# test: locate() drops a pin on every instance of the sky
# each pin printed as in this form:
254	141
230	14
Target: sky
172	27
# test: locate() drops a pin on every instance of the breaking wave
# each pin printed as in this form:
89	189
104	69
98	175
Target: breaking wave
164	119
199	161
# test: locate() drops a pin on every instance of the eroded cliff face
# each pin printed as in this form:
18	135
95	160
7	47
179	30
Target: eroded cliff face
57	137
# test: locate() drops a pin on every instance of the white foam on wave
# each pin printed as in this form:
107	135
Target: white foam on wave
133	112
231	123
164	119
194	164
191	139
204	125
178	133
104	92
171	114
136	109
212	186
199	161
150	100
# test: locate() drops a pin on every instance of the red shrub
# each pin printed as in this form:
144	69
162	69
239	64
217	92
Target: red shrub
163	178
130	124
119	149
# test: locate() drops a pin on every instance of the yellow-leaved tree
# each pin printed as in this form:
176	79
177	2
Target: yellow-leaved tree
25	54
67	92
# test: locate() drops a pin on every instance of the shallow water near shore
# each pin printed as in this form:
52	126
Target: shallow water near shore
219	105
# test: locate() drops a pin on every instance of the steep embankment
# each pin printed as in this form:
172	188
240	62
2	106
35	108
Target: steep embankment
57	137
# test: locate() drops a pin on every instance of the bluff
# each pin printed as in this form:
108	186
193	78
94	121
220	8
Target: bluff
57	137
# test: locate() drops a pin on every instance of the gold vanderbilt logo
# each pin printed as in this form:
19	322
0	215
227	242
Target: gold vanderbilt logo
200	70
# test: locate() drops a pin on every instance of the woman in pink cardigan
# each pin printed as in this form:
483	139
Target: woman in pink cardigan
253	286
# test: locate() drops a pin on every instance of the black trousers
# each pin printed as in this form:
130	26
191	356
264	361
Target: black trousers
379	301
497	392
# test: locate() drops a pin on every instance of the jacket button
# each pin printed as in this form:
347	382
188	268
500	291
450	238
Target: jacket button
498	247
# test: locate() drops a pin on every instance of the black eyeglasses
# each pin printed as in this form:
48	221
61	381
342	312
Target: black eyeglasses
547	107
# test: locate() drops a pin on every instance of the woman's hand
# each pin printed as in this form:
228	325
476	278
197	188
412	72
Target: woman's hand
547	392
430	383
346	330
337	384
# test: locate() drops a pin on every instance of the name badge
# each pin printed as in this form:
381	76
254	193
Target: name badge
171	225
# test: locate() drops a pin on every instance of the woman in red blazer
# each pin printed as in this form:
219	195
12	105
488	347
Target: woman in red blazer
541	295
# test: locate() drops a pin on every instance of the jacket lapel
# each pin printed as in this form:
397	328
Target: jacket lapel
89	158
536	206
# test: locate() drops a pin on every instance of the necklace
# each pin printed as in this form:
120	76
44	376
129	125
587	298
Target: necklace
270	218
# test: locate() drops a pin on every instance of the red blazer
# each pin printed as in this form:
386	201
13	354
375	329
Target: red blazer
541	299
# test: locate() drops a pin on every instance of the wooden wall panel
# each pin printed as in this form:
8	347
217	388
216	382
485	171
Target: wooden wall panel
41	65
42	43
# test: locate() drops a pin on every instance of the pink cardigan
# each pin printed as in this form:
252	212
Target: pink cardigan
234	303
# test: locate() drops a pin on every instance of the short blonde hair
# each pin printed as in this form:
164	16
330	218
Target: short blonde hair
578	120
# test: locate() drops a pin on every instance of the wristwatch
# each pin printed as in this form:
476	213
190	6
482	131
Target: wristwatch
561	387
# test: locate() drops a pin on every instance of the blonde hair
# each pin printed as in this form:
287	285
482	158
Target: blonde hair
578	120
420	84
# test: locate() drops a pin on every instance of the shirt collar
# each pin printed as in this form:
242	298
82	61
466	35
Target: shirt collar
-=-=-=-=-
WHAT YOU WILL DO:
Reproduce the complete data exactly as presented above.

RESULT:
# test: locate() drops a pin on every instance of the sky
# each pin printed as in this form:
254	141
230	14
Target: sky
172	27
# test: locate() drops a pin on every instance of the breaking wave
# each pin printed as in this form:
89	189
104	69
98	175
Target: breaking wave
164	119
199	161
# test: locate() drops a pin on every instance of the eroded cliff face
# each pin printed as in this form:
18	135
95	160
7	47
179	30
Target: eroded cliff face
57	137
# test: locate() drops a pin on every instance of the white foam on wave
# each pin printed as in this form:
107	135
Target: white foam on wave
133	112
231	123
164	119
194	164
191	139
204	125
178	133
104	92
171	114
136	109
212	186
199	161
150	100
# test: locate() drops a pin on every instance of the red shrub
# each pin printed as in this form:
144	69
162	69
239	64
217	92
Target: red shrub
163	178
130	124
119	149
# test: locate() drops a pin on every instance of the yellow-leaved tree
# each pin printed as in this form:
176	79
177	2
Target: yellow-leaved tree
25	54
67	92
# test: locate() drops a pin on every instance of the shallow water near shore
# each pin printed as in this form:
52	126
Target: shallow water near shore
219	105
# test: locate() drops a pin on every instance of the steep embankment
# each pin printed as in this form:
172	188
240	62
2	106
35	108
Target: steep embankment
57	137
# test: locate() drops a pin on every instance of the bluff
# each pin printed as in this form:
108	186
193	78
94	121
220	8
Target: bluff
57	137
# test: locate() drops a pin on every instance of the gold vanderbilt logo
# each pin printed as in this form:
19	322
0	215
227	242
Target: gold vanderbilt logo
200	70
# test: locate() drops a pin on every instance of the woman in pink cardigan
# each pin printed as in this form:
483	139
Target: woman in pink cardigan
253	286
# test: locate() drops a pin on every instance of the black trousers
# each pin printed as in this form:
130	26
191	356
264	361
Target: black trousers
379	301
497	392
# test: locate() drops a pin on every instance of the jacket button
# each pin printed as in this form:
347	382
188	268
500	291
450	238
Target: jacket button
498	247
# test: locate() drops a pin on every instance of the black eyeglasses
# each pin printed as in this form:
48	221
61	381
342	312
Target: black eyeglasses
547	107
# test: locate() drops a pin on every instance of the woman's hand
# each pin printed as in this form:
228	325
476	278
197	188
412	72
Target: woman's hand
547	392
430	383
346	330
337	384
# test: locate() drops a pin on every instance of the name badge
# each pin printed as in this form:
381	76
254	193
Target: name badge
171	225
# test: locate() drops a pin on every instance of the woman in red blazer
# each pin printed as in this form:
219	195
12	105
488	347
Target: woman in red blazer
541	295
# test: locate() drops a pin on every instance of the jacket lapel
# each pin printed as in this form:
397	328
Target: jacket lapel
89	158
536	206
# test: locate() drops a pin on every instance of the necklace
# each pin printed as in this form:
120	76
44	376
129	125
587	298
Target: necklace
270	218
# test: locate() drops a pin on every instance of the red blazer
# each pin printed as in this form:
386	201
13	354
375	329
Target: red blazer
541	299
# test: locate() drops a pin on every instance of the wooden wall panel
# each pin printed as in this form:
8	347
217	388
216	382
485	171
Target: wooden wall panel
41	65
42	43
# test: locate() drops a pin on every instance of the pink cardigan
# each pin printed as in this form:
252	212
Target: pink cardigan
234	303
# test: locate() drops a pin on every instance of the short blonde hair
# each pin printed as in this form:
164	16
330	218
Target: short blonde hair
578	120
# test: locate() drops a pin on every instance of the wristwatch
# each pin printed as in this form:
476	213
190	6
482	131
Target: wristwatch
561	387
# test: locate() drops a pin on every instance of the blonde hair
# each pin printed as in this form:
287	285
482	158
Target: blonde hair
578	120
420	84
# test: locate() drops a pin on every instance of the shirt collar
# each pin printed as in this form:
242	298
82	61
466	35
Target: shirt collar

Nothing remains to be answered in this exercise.